> **INSTRUCTIONS TO FOLLOW**:
Output every line of the entries below as a JSON list of strings, one string per line, with blank lines left out.

> **ITEMS**:
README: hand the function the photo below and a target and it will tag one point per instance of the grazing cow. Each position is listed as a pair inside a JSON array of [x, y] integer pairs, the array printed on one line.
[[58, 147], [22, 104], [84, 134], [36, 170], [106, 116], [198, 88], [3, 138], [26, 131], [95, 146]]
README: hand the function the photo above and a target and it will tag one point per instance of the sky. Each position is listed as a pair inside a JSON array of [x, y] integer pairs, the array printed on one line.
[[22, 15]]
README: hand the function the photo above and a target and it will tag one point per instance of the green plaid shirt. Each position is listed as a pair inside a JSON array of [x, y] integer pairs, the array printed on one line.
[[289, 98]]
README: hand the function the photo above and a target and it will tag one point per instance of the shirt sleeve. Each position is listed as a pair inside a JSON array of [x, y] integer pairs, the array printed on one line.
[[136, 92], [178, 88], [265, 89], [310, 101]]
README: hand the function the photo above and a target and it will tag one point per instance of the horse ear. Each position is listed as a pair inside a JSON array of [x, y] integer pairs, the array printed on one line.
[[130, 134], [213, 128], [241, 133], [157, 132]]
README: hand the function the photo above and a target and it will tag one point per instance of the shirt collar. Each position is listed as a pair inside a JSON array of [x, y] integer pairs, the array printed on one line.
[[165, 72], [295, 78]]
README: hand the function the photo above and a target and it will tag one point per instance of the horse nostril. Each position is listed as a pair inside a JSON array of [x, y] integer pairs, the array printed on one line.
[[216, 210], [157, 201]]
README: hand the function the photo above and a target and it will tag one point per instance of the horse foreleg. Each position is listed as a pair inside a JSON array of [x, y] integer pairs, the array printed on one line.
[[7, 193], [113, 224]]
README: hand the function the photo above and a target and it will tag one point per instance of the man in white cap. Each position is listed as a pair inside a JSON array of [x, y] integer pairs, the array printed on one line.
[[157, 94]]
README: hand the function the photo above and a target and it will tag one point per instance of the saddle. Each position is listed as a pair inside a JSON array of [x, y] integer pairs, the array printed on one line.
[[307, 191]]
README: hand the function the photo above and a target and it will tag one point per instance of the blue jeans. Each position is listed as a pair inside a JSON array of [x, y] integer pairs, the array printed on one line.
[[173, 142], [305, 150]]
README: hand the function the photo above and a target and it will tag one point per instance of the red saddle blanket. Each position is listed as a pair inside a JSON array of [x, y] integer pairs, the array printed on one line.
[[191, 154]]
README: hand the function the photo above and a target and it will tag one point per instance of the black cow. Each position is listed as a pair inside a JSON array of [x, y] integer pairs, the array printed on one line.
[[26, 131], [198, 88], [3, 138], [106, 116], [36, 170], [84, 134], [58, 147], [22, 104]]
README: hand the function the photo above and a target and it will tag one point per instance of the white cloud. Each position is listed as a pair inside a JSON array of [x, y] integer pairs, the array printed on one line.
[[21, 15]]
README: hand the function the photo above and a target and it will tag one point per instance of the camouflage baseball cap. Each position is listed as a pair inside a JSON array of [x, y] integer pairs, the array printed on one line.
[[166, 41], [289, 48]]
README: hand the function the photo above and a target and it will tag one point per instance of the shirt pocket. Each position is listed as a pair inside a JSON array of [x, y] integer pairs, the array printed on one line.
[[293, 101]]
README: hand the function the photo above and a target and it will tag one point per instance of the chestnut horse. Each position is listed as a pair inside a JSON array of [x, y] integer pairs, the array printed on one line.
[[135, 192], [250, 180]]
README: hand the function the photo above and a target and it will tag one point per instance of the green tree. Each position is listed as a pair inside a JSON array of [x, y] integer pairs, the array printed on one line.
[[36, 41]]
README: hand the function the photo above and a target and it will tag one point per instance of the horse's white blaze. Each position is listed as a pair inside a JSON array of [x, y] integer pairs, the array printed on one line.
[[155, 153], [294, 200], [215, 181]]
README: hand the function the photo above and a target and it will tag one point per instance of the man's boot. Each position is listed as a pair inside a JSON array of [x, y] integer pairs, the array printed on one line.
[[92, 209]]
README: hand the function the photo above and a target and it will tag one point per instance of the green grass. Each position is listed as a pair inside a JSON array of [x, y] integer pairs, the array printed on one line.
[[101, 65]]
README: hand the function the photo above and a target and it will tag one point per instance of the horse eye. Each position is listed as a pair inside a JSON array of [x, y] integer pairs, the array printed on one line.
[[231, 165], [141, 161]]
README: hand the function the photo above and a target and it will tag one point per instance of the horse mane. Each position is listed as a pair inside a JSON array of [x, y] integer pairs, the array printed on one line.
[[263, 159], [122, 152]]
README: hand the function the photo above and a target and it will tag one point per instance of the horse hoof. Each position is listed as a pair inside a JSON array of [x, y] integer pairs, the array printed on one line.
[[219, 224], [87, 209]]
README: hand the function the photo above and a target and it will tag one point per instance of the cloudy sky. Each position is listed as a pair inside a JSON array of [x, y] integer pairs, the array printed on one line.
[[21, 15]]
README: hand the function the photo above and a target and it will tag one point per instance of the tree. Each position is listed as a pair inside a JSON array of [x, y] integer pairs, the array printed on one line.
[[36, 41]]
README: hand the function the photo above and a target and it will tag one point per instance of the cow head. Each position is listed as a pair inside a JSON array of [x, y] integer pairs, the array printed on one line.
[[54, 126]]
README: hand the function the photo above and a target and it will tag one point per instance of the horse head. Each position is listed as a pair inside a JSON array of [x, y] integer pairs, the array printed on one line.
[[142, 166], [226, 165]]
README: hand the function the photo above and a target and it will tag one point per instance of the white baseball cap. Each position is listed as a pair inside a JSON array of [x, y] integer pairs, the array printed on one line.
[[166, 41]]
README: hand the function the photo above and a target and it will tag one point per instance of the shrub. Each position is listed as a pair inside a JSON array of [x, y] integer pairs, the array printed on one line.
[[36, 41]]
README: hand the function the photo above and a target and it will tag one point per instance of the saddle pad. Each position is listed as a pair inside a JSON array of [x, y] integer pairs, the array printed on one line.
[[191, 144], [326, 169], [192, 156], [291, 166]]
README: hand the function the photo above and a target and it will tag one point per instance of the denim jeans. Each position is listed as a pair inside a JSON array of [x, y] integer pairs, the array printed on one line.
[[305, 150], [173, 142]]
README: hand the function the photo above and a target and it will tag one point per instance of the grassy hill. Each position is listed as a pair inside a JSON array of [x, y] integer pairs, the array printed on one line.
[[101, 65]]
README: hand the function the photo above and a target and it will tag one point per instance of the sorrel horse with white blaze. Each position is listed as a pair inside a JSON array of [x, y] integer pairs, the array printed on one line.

> **WRITTEN REPLY**:
[
  "README: hand the function the photo below and a target and it will tag one point per instance of the grazing cow. Each position is listed as a pair inside a JSON array of [x, y] integer pairs, the array printed on one line.",
  "[[58, 147], [22, 104], [84, 134], [36, 170], [106, 116], [198, 88], [3, 138], [26, 131], [95, 146]]",
  "README: hand the function the photo above and a target and it will tag one point per instance of the sky. Each position is listed as a pair inside a JSON array of [x, y] integer pairs, the array printed on one line.",
  "[[22, 15]]",
  "README: hand the function the photo above and a target and it will tag one point per instance of the green plaid shirt. Each position is listed as a pair inside a JSON array of [x, y] integer pairs, the array printed on one line.",
  "[[289, 98]]",
  "README: hand the function the photo above and a target and it will tag one point per instance of the shirt sleeve. Each position is listed as a pair inside a JSON array of [x, y] integer pairs, the array printed on one line.",
  "[[136, 92], [178, 88], [265, 89], [310, 101]]",
  "README: hand the function the photo above and a target and it will tag one point per instance of the horse ear. Each position is listed as a pair inside a JSON array of [x, y] integer pairs, the array printed on one line.",
  "[[130, 134], [213, 128], [241, 133], [157, 132]]",
  "README: hand the function the photo above and a target and it will tag one point per instance of the shirt collar. Each position is listed as a pair inside a JSON array of [x, y] integer pairs, the array printed on one line.",
  "[[165, 72], [295, 78]]",
  "README: hand the function the photo above and a target and it will tag one point per instance of the horse nostril. Each position is listed as a pair inside a JSON array of [x, y] integer pairs, the array printed on one line.",
  "[[216, 210], [157, 201]]",
  "README: hand the function the photo above and a target and it will tag one point per instance of the horse foreleg. Each position is listed as a pair inside a JSON array of [x, y] integer pairs, the array printed on one line.",
  "[[7, 193], [113, 224]]",
  "README: hand the function the photo above and a target and it will tag one point per instance of the man in white cap. Each position is listed as a pair inside a JSON array of [x, y] integer pairs, the array printed on one line.",
  "[[157, 94]]",
  "README: hand the function the photo above and a target and it will tag one point per instance of the saddle. Each position is listed as a pair inside a JSON array of [x, y] integer pairs, the array printed on one line.",
  "[[307, 191]]",
  "README: hand the function the photo above and a target and it will tag one point per instance of the blue jeans. Each position is listed as a pair inside a JSON array of [x, y] integer pairs, the array printed on one line.",
  "[[173, 142], [305, 150]]",
  "README: hand the function the photo above and a target and it will tag one point per instance of the red saddle blanket. Each position is listed as a pair inside a JSON array of [x, y] integer pairs, the array printed on one line.",
  "[[191, 154]]",
  "README: hand the function the photo above and a target and it will tag one point per instance of the black cow. Each position is listed as a pair inside a JSON array of [x, y] integer pairs, the array printed on one line.",
  "[[26, 131], [198, 88], [3, 138], [106, 116], [36, 170], [84, 134], [58, 147], [22, 104]]",
  "README: hand the function the photo above and a target and it will tag one point per instance of the white cloud. Each position is listed as a pair inside a JSON array of [x, y] integer pairs, the array printed on one line.",
  "[[21, 15]]",
  "README: hand the function the photo above and a target and it will tag one point per instance of the camouflage baseball cap. Each position is listed as a pair inside a JSON array of [x, y] integer pairs, the array printed on one line.",
  "[[166, 41], [289, 48]]",
  "README: hand the function the photo above and a target and it will tag one point per instance of the shirt pocket. Each position is listed as a pair inside a JSON array of [x, y] integer pairs, the array printed on one line.",
  "[[293, 101]]",
  "README: hand the function the photo above and a target and it will tag one point per instance of the chestnut horse. Each position is listed as a pair inside a JSON array of [x, y] integer pairs, the array printed on one line.",
  "[[135, 192], [250, 180]]",
  "README: hand the function the photo above and a target and it will tag one point per instance of the green tree. Each position is listed as a pair inside a JSON array of [x, y] integer pairs, the array printed on one line.",
  "[[36, 41]]",
  "README: hand the function the photo above and a target and it will tag one point per instance of the horse's white blaze. Each position is listed as a pair inside a JSON array of [x, y] integer pairs, the array printed on one line.",
  "[[155, 153], [294, 200], [215, 181]]",
  "README: hand the function the photo above and a target and it will tag one point per instance of the man's boot. Each position is listed as a pair inside a JSON array of [x, y] integer pairs, the array printed on one line.",
  "[[92, 209]]",
  "README: hand the function the photo above and a target and it will tag one point per instance of the green grass. Each position is listed as a pair inside a JSON array of [x, y] integer pairs, the array printed on one line.",
  "[[101, 65]]",
  "README: hand the function the photo above and a target and it will tag one point per instance of the horse eye. Each position is listed as a pair inside a JSON array of [x, y] integer pairs, the array printed on one line.",
  "[[231, 165], [141, 161]]",
  "README: hand the function the photo above and a target and it will tag one point per instance of the horse mane. Each position is listed as a pair inside a JSON array of [x, y] integer pairs, the array printed on one line.",
  "[[263, 159], [122, 152]]",
  "README: hand the function the photo above and a target and it will tag one point per instance of the horse hoof. Each position is listed as a pair inside a JSON array of [x, y] integer pairs, the array printed on one line.",
  "[[219, 224], [87, 209]]",
  "README: hand the function the photo above and a target and it will tag one point per instance of the cloudy sky. Each position is listed as a pair inside a JSON array of [x, y] integer pairs, the array printed on one line.",
  "[[21, 15]]",
  "README: hand the function the photo above and a target and it will tag one point per instance of the tree. Each position is listed as a pair inside a JSON array of [x, y] integer pairs, the array printed on one line.",
  "[[36, 41]]",
  "README: hand the function the photo above and a target and it will tag one point per instance of the cow head. Each position is listed as a pair inside a JSON array of [x, y] integer pairs, the array printed on one line.",
  "[[54, 126]]",
  "README: hand the function the photo above and a target and it will tag one point per instance of the horse head. Each position is listed as a pair inside a JSON array of [x, y] integer pairs, the array printed on one line.",
  "[[142, 166], [226, 165]]",
  "README: hand the function the photo above and a target and it will tag one point per instance of the white baseball cap. Each position is listed as a pair inside a JSON array of [x, y] integer pairs, the array printed on one line.",
  "[[166, 41]]",
  "README: hand the function the photo above and a target and it will tag one point per instance of the shrub. Each position is listed as a pair inside a JSON array of [x, y] integer pairs, the array printed on one line.",
  "[[36, 41]]",
  "README: hand the function the photo above and a target and it will tag one point per instance of the saddle pad. Each position is listed as a pair inside a JSON array of [x, y] integer pairs, the array printed on one line.",
  "[[191, 144], [326, 169], [192, 156], [291, 166]]",
  "README: hand the function the photo above and a target and it will tag one point per instance of the denim jeans. Each position is listed as a pair inside a JSON array of [x, y] integer pairs, the array printed on one line.",
  "[[305, 150], [173, 142]]",
  "README: hand the function the photo above and a target and it will tag one point per instance of the grassy hill. Each position is listed as a pair inside a JSON array of [x, y] integer pairs, the array printed on one line.",
  "[[101, 65]]",
  "README: hand the function the photo above and a target and it will tag one point per instance of the sorrel horse with white blaze. Each position is listed as a pair inside a JSON array of [x, y] integer pairs, the array printed on one line."
]